● REQUIRED TASK:
Please write out again the lines starting at the one that has "In the photo above, where can the river" and running through the end of the records, with each answer's point coordinates rescaled by 1.7 and rounded to the nearest whole number, halves rounding up. Leave every other number unchanged, and omit the pictures from your answer.

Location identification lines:
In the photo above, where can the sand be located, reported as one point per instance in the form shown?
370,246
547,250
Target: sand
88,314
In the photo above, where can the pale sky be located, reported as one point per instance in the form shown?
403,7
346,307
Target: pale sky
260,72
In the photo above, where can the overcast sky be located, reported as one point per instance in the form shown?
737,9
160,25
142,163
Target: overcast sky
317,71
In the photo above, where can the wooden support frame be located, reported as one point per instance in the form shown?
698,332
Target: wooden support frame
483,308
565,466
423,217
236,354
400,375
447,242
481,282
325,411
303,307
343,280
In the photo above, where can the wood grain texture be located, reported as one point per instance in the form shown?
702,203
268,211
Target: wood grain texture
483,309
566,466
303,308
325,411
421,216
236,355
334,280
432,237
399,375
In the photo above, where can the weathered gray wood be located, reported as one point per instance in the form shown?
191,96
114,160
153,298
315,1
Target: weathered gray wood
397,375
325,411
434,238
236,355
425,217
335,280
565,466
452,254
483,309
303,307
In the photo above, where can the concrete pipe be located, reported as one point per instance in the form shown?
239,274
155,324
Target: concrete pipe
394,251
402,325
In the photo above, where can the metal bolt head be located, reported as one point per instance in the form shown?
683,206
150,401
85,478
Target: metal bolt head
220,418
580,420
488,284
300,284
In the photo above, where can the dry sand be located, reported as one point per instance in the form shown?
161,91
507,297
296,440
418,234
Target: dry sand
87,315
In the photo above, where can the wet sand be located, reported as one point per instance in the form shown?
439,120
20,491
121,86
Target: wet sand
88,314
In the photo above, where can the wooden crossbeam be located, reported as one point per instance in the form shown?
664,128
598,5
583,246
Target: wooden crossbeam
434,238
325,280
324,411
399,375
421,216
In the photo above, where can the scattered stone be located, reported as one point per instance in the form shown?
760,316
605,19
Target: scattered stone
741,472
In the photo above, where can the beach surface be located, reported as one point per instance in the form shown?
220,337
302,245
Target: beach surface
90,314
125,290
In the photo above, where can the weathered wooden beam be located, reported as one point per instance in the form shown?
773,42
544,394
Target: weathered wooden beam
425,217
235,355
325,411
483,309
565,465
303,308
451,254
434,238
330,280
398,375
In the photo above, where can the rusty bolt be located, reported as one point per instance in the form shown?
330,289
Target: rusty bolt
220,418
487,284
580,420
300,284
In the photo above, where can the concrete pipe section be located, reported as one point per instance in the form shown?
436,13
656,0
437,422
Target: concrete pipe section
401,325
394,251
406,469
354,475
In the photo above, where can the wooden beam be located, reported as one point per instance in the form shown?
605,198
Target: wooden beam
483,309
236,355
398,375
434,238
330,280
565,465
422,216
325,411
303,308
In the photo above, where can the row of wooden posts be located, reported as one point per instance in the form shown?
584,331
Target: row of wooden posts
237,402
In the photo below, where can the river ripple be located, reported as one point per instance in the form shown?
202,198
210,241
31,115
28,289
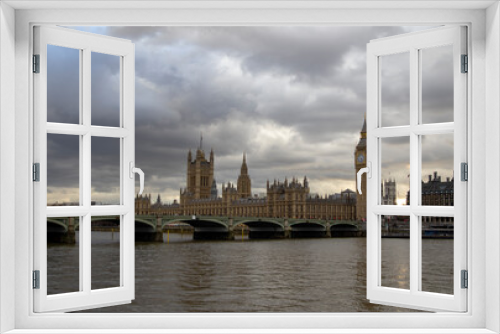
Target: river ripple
292,275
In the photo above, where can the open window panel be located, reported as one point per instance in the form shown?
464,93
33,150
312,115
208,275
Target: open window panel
72,132
416,121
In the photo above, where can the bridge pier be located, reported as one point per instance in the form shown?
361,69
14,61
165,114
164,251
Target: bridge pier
67,237
216,235
158,235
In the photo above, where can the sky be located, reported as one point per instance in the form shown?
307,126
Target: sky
292,98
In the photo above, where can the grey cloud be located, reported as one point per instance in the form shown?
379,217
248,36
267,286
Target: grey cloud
293,98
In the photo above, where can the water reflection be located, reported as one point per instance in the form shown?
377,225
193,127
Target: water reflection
293,275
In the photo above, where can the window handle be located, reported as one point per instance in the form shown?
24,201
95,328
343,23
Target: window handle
368,172
135,170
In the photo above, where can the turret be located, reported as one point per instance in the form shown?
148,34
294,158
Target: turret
244,168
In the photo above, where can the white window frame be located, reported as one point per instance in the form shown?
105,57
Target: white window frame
86,44
482,18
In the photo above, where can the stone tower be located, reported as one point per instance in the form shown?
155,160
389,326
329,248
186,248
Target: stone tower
244,186
360,162
200,174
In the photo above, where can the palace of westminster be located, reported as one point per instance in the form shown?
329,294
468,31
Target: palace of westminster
288,199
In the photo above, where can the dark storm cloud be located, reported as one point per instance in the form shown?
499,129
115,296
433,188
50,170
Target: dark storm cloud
293,98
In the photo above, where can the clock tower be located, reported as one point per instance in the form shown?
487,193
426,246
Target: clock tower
360,162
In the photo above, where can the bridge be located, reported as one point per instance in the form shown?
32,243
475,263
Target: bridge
151,227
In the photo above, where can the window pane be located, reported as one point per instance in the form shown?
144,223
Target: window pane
105,252
395,262
437,170
437,254
63,84
395,170
105,171
395,89
437,84
63,255
105,89
63,170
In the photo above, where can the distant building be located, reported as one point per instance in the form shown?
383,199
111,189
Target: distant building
436,192
288,199
360,162
388,192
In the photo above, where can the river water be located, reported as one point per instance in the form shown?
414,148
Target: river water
288,275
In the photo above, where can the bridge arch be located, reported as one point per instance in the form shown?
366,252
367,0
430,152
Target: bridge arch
309,223
344,230
256,222
145,225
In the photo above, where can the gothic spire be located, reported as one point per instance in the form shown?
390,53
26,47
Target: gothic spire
244,168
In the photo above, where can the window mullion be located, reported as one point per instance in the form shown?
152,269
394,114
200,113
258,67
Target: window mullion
85,166
414,171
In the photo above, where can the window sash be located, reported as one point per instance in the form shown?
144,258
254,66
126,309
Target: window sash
412,43
406,14
86,43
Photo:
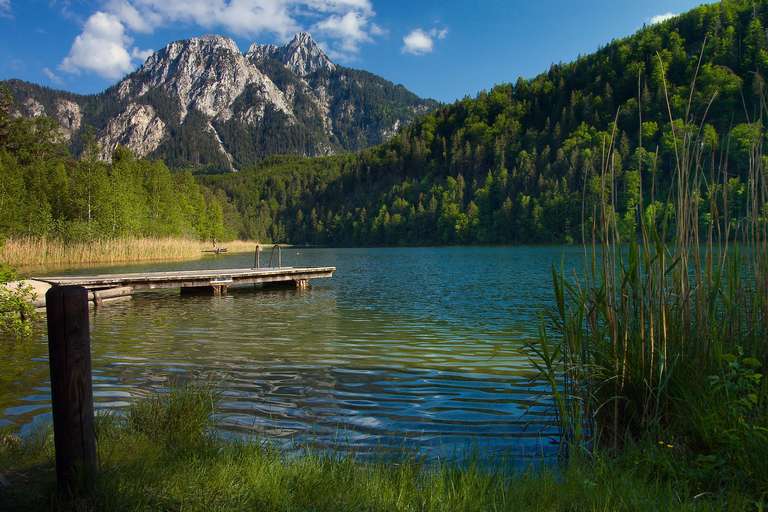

● FINISHED ANSWER:
In the photo above, where can the river water be located, reported as one point per instance in the form shown?
414,148
Target: river water
490,468
In the photo above, where can the bridge arch be located, reported as one point per instance in the form shown?
366,252
367,0
430,152
Target: bridge arch
525,379
585,391
435,377
247,383
In the photo above, where can the gothic spire be located, reported as one point per instance in the form shown?
390,53
26,47
Target: gothic spire
415,286
In the photo above, where can the window mullion be located, reported as one point per instance in the form shown?
152,269
394,114
200,113
258,67
Target: window mullion
145,282
704,291
In the photo above, where can the window sash be located, reported as one point per instance in the form shown?
144,258
254,66
126,309
Target: window sash
700,73
690,24
146,73
Photo:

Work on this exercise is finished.